--- YOUR OBJECTIVE ---
Reproduce the records below, swapping each occurrence of "in this photo" for "in the image" and changing nothing else. Omit the pictures from your answer.
======== DATA TO PROCESS
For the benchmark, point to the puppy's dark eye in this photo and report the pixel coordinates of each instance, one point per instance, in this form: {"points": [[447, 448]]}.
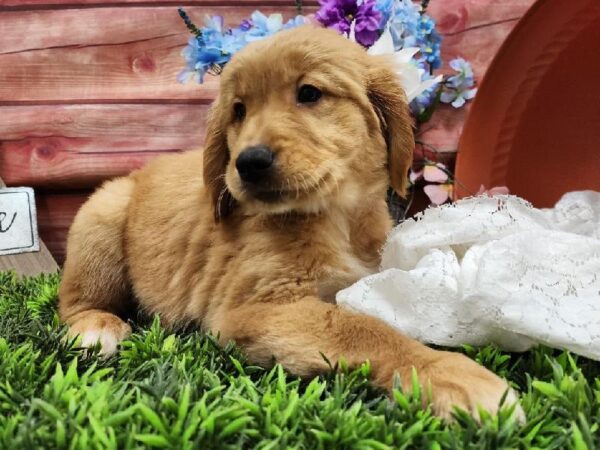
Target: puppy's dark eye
{"points": [[239, 111], [308, 94]]}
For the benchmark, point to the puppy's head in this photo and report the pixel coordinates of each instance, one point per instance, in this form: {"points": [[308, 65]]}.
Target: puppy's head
{"points": [[304, 120]]}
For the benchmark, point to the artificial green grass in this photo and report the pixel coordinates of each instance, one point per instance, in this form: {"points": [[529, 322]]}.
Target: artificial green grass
{"points": [[180, 390]]}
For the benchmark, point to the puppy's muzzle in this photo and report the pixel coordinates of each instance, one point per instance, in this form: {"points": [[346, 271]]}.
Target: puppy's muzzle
{"points": [[255, 164]]}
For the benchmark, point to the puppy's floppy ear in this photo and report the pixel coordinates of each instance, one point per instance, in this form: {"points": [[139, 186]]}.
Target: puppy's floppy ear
{"points": [[216, 158], [389, 101]]}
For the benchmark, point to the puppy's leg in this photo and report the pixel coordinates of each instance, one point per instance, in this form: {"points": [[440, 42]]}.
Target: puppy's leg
{"points": [[94, 288], [295, 334]]}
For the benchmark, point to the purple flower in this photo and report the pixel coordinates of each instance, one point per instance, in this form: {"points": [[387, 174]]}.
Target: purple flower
{"points": [[339, 15]]}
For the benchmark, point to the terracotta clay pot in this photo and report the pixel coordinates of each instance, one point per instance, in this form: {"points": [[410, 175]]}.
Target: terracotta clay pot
{"points": [[535, 123]]}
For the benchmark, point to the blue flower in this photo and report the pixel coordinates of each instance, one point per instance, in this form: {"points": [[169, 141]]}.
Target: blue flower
{"points": [[263, 26], [459, 88], [297, 21], [410, 28]]}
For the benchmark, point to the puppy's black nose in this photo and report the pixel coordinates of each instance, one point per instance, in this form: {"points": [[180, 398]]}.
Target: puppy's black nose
{"points": [[254, 163]]}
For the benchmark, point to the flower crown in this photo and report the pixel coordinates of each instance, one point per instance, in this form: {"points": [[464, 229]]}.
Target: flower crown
{"points": [[400, 28]]}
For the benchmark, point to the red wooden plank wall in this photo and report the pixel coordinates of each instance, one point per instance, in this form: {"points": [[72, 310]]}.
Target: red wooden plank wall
{"points": [[88, 88]]}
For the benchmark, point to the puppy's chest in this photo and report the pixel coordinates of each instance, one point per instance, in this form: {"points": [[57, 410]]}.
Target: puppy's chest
{"points": [[347, 271]]}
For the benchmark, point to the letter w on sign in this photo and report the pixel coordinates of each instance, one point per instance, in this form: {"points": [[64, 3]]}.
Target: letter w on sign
{"points": [[18, 223]]}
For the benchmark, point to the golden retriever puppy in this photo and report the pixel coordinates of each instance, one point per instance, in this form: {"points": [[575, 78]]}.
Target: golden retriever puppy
{"points": [[252, 237]]}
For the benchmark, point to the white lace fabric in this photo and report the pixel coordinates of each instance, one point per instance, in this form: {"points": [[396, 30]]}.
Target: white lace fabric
{"points": [[492, 270]]}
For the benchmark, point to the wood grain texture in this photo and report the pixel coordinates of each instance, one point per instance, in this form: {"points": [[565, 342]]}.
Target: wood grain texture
{"points": [[55, 215], [88, 89], [32, 263], [102, 54], [78, 146], [31, 4]]}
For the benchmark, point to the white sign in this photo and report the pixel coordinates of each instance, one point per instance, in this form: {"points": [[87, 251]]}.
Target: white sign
{"points": [[18, 221]]}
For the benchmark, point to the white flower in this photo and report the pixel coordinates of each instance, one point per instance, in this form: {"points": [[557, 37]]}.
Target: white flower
{"points": [[410, 76]]}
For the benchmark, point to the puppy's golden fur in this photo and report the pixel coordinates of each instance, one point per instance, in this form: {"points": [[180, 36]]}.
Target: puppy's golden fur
{"points": [[193, 243]]}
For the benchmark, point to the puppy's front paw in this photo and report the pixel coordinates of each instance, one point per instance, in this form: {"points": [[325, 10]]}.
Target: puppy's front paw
{"points": [[101, 328], [456, 380]]}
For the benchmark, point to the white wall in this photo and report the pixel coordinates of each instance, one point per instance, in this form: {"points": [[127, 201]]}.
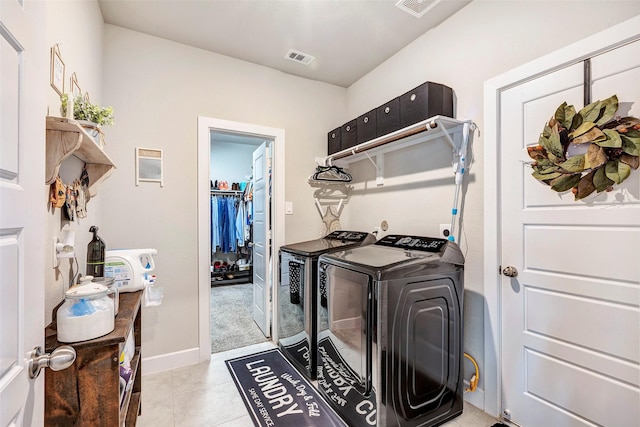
================
--- REPLY TO THE TASK ---
For the benchmark, point to the puppy's dark eye in the image and report the pixel coordinates of each instance, one point per instance, in this form: {"points": [[447, 448]]}.
Target: puppy's dark eye
{"points": [[239, 111], [308, 94]]}
For the benchmark, point to the puppy's head in the image and report the pixel coordinates of each instance, one point per instance, in this form: {"points": [[308, 65]]}.
Target: puppy's head
{"points": [[304, 120]]}
For the benchmark, point to the artificial green grass in the image and report the pixel coordinates of each instance, one point per instance, in this form: {"points": [[529, 322]]}.
Target: artificial green grass
{"points": [[180, 390]]}
For the benchmark, point to the puppy's muzzle in the image and report the pixel coordinates of each instance, one point per instance, in this form: {"points": [[346, 271]]}.
Target: puppy's muzzle
{"points": [[255, 164]]}
For the benchmark, point to the puppy's floppy ear in the image and report the pixel coordinates of each instance, one point per instance, in this form: {"points": [[139, 186]]}.
Target: puppy's floppy ear
{"points": [[216, 158], [389, 101]]}
For the benchmark, point to the puppy's leg in the image and report the pixel coordinates of each instance, one point per instance, in this form: {"points": [[440, 42]]}.
Target: puppy's leg
{"points": [[94, 288], [295, 334]]}
For the benchmark, point to the purple flower in the image and report the pixel coordinates of each instance, one point per instance, in this form: {"points": [[387, 174]]}.
Target: purple flower
{"points": [[339, 15]]}
For the benchmark, point to the terracotta clay pot in the image and report the pixel coordinates of each instance, one point per instance, in this form: {"points": [[410, 175]]}.
Target: terracotta clay pot
{"points": [[535, 123]]}
For the benchmark, point to the blue flower in the image and report the pixel coordinates of each instance, one point per instance, in this form: {"points": [[169, 141]]}.
Target: blue flower
{"points": [[263, 26], [459, 88], [297, 21], [410, 28]]}
For the benchmark, point to the puppy's black nose in the image and report the pixel coordinates of each instance, one point per instance, in this form: {"points": [[180, 398]]}.
Target: puppy's black nose
{"points": [[254, 163]]}
For the benchmark, point to the flower crown in the image and report the pixel coordinates of each instance, one point per instance, in this form: {"points": [[464, 229]]}.
Target: flower crown
{"points": [[400, 28]]}
For the benchmark, point to the red wooden plank wall in the image and report the pixel coordinates of each instance, one point per instance, in this form: {"points": [[72, 310]]}.
Target: red wooden plank wall
{"points": [[88, 88]]}
For the benchmark, point to the puppy's chest in the image and report the pixel coordinates of each instance, one point per instance, in this form: {"points": [[57, 410]]}.
Target: puppy's chest
{"points": [[347, 271]]}
For the benchmark, point to the letter w on sign in the image and report the pixel coordinates of each instance, one point per instance, in this form: {"points": [[64, 3]]}.
Target: letter w on sign
{"points": [[18, 223]]}
For the benchmark, point to the golden retriever puppy in the image and report the pixel coordinates of each instance, one point per instance, in this form: {"points": [[575, 78]]}.
Target: golden retriever puppy
{"points": [[252, 237]]}
For the benchmark, point to the white lace fabric in the image and report the pixel coordinates of each instance, one point per instance, in this form: {"points": [[396, 30]]}.
Target: white lace fabric
{"points": [[492, 270]]}
For the benchmark, point to the wood grain texture in the image and report the pixel coordinates of each instance, one point per instance, in this form: {"points": [[565, 342]]}.
Target: wood grain texture
{"points": [[55, 215], [88, 89], [32, 263], [102, 54], [78, 146], [31, 4]]}
For the benchmark, point to the white sign in the image and report the pixel coordinates of each instance, one point per instance, in this form: {"points": [[87, 251]]}.
Target: white sign
{"points": [[18, 221]]}
For the benchmark, point to the white flower in the image and report the pixel coordinates of each instance, one point per instance, in this form: {"points": [[557, 37]]}.
Target: white flower
{"points": [[410, 76]]}
For the benchmark, point to the puppy's golden fur in the image and report the pixel coordinates of each instance, one point per instance, in this form: {"points": [[180, 36]]}.
Target: puppy's golden fur
{"points": [[193, 243]]}
For the benchmark, point to the puppy's front paw in the image and report the pixel coordinates of each instance, one point per instance, in this form: {"points": [[325, 10]]}.
Target: puppy's front paw
{"points": [[101, 328], [456, 380]]}
For the benchmark, point to the white wall in the image and report the pixel coordinates of each instance, one point per instance, in this form: {"points": [[127, 201]]}.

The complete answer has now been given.